**Stated goal:** Please rescale part of the data below, beginning with the line that contains "fan pull chain" and continuing through the final line, and give only those lines. Reproduce each of them, requests included, but multiply every coordinate in the answers by 1.95 and round to whole numbers, with halves rounded up.

____________

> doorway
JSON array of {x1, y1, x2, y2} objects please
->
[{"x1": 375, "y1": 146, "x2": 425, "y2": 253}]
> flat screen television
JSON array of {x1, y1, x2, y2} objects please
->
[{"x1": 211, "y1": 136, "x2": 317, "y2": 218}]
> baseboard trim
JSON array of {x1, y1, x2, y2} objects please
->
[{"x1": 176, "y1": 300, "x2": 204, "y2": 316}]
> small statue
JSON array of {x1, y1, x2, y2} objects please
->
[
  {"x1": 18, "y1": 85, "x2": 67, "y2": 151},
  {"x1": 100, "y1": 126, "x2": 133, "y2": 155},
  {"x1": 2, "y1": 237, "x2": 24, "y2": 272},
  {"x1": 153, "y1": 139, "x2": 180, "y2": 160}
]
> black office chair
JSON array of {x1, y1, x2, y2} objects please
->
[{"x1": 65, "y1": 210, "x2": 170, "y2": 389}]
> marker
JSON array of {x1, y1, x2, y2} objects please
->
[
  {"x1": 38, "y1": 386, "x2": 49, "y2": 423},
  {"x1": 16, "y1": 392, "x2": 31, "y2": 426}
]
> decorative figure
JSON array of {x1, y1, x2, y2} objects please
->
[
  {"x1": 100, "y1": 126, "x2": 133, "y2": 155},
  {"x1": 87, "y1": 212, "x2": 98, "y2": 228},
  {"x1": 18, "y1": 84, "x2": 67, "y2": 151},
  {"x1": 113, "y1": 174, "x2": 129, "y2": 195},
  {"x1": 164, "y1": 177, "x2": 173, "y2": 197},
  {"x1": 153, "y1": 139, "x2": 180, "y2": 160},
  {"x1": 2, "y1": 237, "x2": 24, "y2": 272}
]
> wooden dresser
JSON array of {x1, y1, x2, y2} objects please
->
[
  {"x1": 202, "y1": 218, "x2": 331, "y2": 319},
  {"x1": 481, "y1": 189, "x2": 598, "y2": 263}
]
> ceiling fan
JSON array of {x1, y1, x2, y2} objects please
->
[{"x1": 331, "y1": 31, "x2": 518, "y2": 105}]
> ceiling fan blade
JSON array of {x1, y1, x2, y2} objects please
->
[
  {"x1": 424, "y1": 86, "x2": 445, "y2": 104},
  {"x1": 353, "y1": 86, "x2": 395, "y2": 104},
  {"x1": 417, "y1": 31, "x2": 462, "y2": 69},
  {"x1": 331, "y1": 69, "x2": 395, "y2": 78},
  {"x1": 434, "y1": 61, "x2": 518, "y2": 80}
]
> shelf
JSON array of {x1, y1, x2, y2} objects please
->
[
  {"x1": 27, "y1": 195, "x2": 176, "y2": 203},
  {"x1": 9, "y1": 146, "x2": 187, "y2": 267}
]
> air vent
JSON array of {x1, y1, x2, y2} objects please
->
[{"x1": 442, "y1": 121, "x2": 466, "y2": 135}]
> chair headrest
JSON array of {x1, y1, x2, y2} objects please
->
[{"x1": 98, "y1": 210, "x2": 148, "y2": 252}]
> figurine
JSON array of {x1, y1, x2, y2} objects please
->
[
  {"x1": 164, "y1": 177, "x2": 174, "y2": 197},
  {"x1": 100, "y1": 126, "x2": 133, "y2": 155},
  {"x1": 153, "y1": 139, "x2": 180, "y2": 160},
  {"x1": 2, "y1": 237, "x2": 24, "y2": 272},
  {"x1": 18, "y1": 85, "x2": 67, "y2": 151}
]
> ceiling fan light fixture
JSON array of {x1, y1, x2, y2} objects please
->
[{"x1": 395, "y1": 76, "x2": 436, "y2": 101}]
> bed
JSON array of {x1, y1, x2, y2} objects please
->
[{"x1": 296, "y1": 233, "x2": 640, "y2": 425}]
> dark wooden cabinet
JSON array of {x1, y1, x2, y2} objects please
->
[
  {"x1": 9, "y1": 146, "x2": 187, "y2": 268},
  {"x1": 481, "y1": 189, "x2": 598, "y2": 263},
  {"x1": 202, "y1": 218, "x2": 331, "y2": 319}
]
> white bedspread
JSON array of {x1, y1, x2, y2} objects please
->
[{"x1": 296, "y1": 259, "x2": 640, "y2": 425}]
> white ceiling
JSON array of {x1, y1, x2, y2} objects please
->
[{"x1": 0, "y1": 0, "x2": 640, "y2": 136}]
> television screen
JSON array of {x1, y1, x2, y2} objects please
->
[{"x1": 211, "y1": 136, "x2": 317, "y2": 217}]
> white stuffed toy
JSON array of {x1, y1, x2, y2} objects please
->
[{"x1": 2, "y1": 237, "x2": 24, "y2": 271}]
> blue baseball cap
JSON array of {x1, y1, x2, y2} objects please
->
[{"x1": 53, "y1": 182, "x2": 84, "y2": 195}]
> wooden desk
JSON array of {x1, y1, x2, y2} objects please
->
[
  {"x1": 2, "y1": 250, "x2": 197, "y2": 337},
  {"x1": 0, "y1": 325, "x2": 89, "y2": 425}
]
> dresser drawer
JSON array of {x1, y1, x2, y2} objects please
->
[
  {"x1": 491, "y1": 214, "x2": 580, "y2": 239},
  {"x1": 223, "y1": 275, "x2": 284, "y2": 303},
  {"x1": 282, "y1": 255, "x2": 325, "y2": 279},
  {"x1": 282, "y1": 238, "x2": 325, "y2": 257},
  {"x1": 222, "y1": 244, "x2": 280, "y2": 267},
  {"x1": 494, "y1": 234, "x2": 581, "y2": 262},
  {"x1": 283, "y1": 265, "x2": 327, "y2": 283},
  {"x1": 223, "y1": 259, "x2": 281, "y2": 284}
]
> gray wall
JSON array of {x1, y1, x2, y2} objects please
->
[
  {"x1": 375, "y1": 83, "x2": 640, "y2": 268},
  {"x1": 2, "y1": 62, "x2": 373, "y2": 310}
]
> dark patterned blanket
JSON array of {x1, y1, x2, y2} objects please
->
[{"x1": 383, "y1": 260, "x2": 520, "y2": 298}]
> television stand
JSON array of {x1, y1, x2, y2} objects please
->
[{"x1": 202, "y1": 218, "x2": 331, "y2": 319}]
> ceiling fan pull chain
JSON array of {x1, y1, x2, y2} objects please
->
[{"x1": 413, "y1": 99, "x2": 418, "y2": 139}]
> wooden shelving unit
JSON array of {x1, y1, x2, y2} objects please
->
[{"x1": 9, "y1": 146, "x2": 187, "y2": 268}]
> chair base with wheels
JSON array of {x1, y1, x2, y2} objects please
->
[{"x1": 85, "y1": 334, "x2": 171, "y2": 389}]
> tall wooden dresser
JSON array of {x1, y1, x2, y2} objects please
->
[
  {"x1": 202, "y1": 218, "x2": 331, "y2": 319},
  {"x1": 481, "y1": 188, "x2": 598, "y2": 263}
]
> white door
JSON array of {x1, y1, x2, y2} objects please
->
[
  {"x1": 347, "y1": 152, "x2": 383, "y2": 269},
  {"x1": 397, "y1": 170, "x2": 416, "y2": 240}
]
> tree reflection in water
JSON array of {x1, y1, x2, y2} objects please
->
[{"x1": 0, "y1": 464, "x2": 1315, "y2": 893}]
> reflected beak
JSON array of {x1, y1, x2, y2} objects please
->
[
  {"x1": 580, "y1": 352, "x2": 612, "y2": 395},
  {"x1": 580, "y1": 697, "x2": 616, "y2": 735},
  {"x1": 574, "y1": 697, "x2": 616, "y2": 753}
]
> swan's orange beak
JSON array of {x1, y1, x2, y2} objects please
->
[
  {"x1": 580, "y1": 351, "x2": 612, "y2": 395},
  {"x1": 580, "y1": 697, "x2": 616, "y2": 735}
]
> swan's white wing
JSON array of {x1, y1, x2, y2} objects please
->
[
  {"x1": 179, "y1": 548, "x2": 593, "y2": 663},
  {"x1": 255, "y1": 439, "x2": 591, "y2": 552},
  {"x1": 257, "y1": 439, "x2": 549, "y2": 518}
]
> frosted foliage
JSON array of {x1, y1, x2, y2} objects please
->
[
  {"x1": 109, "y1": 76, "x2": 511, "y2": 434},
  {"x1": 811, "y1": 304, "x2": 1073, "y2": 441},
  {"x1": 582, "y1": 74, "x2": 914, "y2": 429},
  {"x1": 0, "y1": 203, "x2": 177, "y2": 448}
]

____________

**Full response:**
> ceiling fan pull chain
JSON array of {x1, y1, x2, y2} objects please
->
[{"x1": 805, "y1": 193, "x2": 815, "y2": 271}]
> wooden shelving unit
JSON array of {x1, y1, x2, y2} objects please
->
[{"x1": 18, "y1": 285, "x2": 365, "y2": 523}]
> chair base with wheels
JSON array of {x1, y1, x2, y2} objects please
->
[{"x1": 166, "y1": 651, "x2": 333, "y2": 759}]
> tall wooden dresser
JSON array of {x1, y1, x2, y2} objects please
->
[
  {"x1": 394, "y1": 425, "x2": 645, "y2": 622},
  {"x1": 938, "y1": 367, "x2": 1166, "y2": 513}
]
> white door
JSON array of {x1, y1, x2, y2} objects please
->
[
  {"x1": 677, "y1": 296, "x2": 747, "y2": 525},
  {"x1": 774, "y1": 332, "x2": 811, "y2": 468}
]
> tree reflection in water
JSON array of {x1, y1, x2, y2} objects please
->
[{"x1": 0, "y1": 905, "x2": 2564, "y2": 1741}]
> reflected beak
JSON array of {x1, y1, x2, y2} objects please
->
[
  {"x1": 1131, "y1": 686, "x2": 1193, "y2": 770},
  {"x1": 1131, "y1": 1359, "x2": 1201, "y2": 1433},
  {"x1": 1119, "y1": 1359, "x2": 1201, "y2": 1468}
]
> swan's orange beak
JSON array of {x1, y1, x2, y2} objects please
->
[
  {"x1": 1131, "y1": 684, "x2": 1193, "y2": 770},
  {"x1": 1131, "y1": 1359, "x2": 1201, "y2": 1433}
]
> swan's white wing
JSON array of {x1, y1, x2, y2} objects please
->
[
  {"x1": 349, "y1": 1069, "x2": 1156, "y2": 1293},
  {"x1": 497, "y1": 856, "x2": 1152, "y2": 1076},
  {"x1": 501, "y1": 856, "x2": 1071, "y2": 1010}
]
> frosted foliage
JSON array of {x1, y1, x2, y2} objects please
->
[
  {"x1": 213, "y1": 148, "x2": 996, "y2": 846},
  {"x1": 1581, "y1": 593, "x2": 2092, "y2": 860},
  {"x1": 1135, "y1": 144, "x2": 1782, "y2": 837},
  {"x1": 0, "y1": 396, "x2": 345, "y2": 874}
]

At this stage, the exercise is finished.